-- Start RECORDS SUPPLIED --

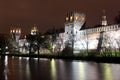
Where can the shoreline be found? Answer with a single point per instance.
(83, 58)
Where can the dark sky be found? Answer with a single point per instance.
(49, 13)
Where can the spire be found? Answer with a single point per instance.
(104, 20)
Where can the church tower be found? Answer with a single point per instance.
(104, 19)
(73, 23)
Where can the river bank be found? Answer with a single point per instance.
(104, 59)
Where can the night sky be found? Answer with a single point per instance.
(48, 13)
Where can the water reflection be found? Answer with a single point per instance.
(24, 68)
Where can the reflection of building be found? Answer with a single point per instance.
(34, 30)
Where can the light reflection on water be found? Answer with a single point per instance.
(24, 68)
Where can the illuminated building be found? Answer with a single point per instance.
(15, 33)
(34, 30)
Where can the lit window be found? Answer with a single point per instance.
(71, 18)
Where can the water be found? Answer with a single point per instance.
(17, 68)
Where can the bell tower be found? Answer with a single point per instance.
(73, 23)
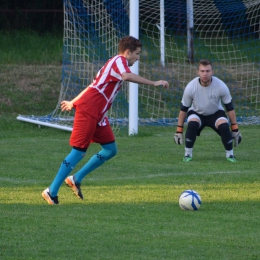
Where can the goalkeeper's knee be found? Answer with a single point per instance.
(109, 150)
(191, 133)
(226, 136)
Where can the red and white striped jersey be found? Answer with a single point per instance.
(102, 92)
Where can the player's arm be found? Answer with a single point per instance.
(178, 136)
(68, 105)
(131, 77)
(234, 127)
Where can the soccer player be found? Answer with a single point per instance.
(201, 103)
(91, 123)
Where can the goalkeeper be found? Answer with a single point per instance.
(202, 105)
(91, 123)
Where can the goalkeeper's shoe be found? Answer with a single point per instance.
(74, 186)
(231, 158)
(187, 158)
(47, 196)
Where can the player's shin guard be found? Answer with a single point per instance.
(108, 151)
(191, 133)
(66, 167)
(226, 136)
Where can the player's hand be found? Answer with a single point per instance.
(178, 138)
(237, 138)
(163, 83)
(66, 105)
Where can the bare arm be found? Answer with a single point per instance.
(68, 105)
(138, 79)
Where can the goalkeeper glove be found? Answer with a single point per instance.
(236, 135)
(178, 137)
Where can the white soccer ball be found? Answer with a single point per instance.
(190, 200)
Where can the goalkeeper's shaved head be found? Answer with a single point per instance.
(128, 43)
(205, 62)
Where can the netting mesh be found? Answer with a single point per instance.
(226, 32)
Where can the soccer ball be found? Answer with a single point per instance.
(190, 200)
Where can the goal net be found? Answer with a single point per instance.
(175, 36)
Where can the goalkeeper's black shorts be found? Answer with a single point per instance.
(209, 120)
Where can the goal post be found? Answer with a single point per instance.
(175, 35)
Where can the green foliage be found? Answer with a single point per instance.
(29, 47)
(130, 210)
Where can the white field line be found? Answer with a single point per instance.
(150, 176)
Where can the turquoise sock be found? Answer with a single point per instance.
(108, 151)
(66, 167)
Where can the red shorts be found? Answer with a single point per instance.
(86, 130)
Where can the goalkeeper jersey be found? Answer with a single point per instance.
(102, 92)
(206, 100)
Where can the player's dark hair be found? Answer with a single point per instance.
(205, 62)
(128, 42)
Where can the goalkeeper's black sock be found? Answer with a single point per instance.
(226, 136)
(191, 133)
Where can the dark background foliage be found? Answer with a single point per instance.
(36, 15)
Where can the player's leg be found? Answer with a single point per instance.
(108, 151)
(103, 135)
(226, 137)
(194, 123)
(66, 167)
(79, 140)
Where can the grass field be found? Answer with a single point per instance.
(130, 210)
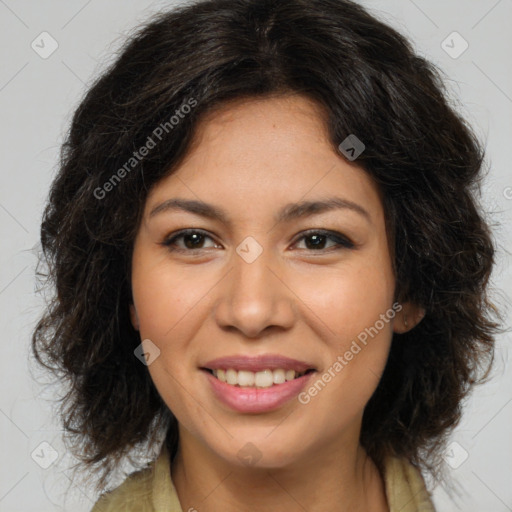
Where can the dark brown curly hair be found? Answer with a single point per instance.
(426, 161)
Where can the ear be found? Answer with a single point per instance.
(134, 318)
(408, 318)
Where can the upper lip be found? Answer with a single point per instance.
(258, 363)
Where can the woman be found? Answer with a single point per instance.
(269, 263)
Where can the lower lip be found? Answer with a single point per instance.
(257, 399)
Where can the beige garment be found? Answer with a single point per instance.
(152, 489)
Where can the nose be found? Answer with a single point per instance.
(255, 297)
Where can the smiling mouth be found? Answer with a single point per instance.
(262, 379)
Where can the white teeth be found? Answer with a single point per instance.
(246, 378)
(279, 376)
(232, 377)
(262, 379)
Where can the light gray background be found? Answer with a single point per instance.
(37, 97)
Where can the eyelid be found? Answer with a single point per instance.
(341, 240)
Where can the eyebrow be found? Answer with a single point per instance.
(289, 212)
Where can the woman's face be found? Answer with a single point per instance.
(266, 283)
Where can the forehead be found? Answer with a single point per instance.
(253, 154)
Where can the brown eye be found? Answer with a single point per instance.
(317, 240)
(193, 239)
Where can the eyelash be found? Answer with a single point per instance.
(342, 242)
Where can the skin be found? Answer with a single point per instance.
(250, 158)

-- End RECORDS SUPPLIED --

DO THIS:
Return all of the data exactly as written, and drop the pictures.

FINISHED ANSWER:
Where can the shoreline be found? Answer with a single point per instance.
(83, 58)
Where can the dark sky be found? Answer with a single point per instance.
(49, 13)
Where can the spire be found? Answer with a single point per instance.
(104, 20)
Where can the church tower be found? Answer with a single point per instance.
(104, 19)
(73, 23)
Where can the river bank be found? Answer with a single point per instance.
(104, 59)
Where can the night sky be found? Answer with a single point per instance.
(48, 13)
Where can the water reflection be found? Answer with a single point per instance.
(24, 68)
Where can the reflection of building be found? Answer with a single point per instance.
(34, 30)
Where can the light reflection on water be found? Answer with a single point per instance.
(24, 68)
Where can the illuminated building be found? Answer with a single point per instance.
(15, 33)
(34, 30)
Where can the lit window be found? Answer with a single point per instance.
(71, 18)
Where can the water be found? Answer with a single point per instance.
(17, 68)
Where can the bell tower be found? Answer with a single point per instance.
(73, 23)
Where can the goalkeeper's knee be found? Answer with a single point per instance.
(109, 150)
(191, 133)
(226, 136)
Where can the red and white striped jersey be found? Answer with a single point per instance.
(102, 92)
Where can the player's arm be found? Answer with a single point per instance.
(178, 136)
(68, 105)
(131, 77)
(234, 127)
Where can the soccer player be found? Answer with a single point per instance.
(201, 103)
(91, 123)
Where can the goalkeeper be found? Answer with a single point per instance.
(202, 105)
(91, 123)
Where can the goalkeeper's shoe be found? Answer with a single point per instance.
(74, 186)
(231, 158)
(187, 158)
(47, 196)
Where can the player's shin guard be found? Answer with a single point per instance.
(108, 151)
(191, 133)
(66, 167)
(226, 136)
Where can the player's hand be found? Answer with a single point per instance.
(178, 138)
(237, 138)
(163, 83)
(66, 105)
Where can the bare arm be found? Answer with a single point per instance.
(68, 105)
(138, 79)
Where can the goalkeeper glove be found? Answer with a single point per instance.
(236, 135)
(178, 137)
Where can the white soccer ball be found? Answer with a single point per instance.
(190, 200)
Where can the goalkeeper's shaved head be found? Answer with a single point per instance.
(128, 43)
(205, 62)
Where can the netting mesh be found? Answer with a single point per instance.
(226, 32)
Where can the soccer ball be found? Answer with a single point per instance.
(190, 200)
Where can the goal net be found? Answer with a single point per instance.
(175, 36)
Where can the goalkeeper's black shorts be found? Answer with a single point per instance.
(209, 120)
Where can the goal post be found? Answer with a single point per instance.
(175, 35)
Where can the green foliage be found? Answer with a single point per instance.
(29, 47)
(130, 210)
Where can the white field line be found? Answer with a single point per instance.
(150, 176)
Where can the turquoise sock be found? Answer with a single point per instance.
(108, 151)
(66, 167)
Where can the red shorts be found? Answer with a single point per instance.
(86, 130)
Where can the goalkeeper jersey be found? Answer with a single point per instance.
(102, 92)
(206, 100)
Where can the player's dark hair be found? Answer with a single point per instance.
(205, 62)
(128, 42)
Where can the goalkeeper's black sock be found? Answer with a single point per instance.
(226, 136)
(191, 133)
Where can the dark background foliage be found? Answer with a single point per instance.
(36, 15)
Where can the player's leg be found? Answer with a single point per instance.
(108, 151)
(103, 135)
(226, 137)
(194, 123)
(66, 167)
(79, 140)
Where can the grass field be found? Answer with a single point per instance.
(130, 210)
Where can the dark brown curly hair be found? Answer with a single point per instance.
(426, 161)
Where can the ear be found? Answer with a single point per instance.
(134, 318)
(408, 318)
Where can the upper lip be found? Answer with a single point per instance.
(258, 363)
Where can the woman be found? Answer with a single point per instance.
(269, 263)
Where can the lower lip be found? Answer with a single point per instance.
(257, 399)
Where can the beige garment be found? Answer with a single point per instance.
(152, 489)
Where can the nose be found? Answer with a single point per instance.
(255, 297)
Where can the smiling mouth be found? Answer with a single point per instance.
(262, 379)
Where can the white teeth be found? Answer with a single point per instance.
(246, 378)
(279, 376)
(232, 377)
(262, 379)
Where can the light gray background be found? Answer with a single point per instance.
(37, 97)
Where can the eyelid be found? Answer with a single point per instance.
(341, 240)
Where can the eyebrow be found? Answer with a single point per instance.
(289, 212)
Where can the woman's face be found? Answer with a single point per instance.
(266, 283)
Where can the forehead be found? Answer with a single point per instance.
(253, 154)
Where can the brown eye be found? Answer with a single point per instance.
(317, 240)
(193, 239)
Where can the eyelash be found? Answer with a single point per instance.
(342, 242)
Where can the skin be found? Answer with a single point per instance.
(250, 158)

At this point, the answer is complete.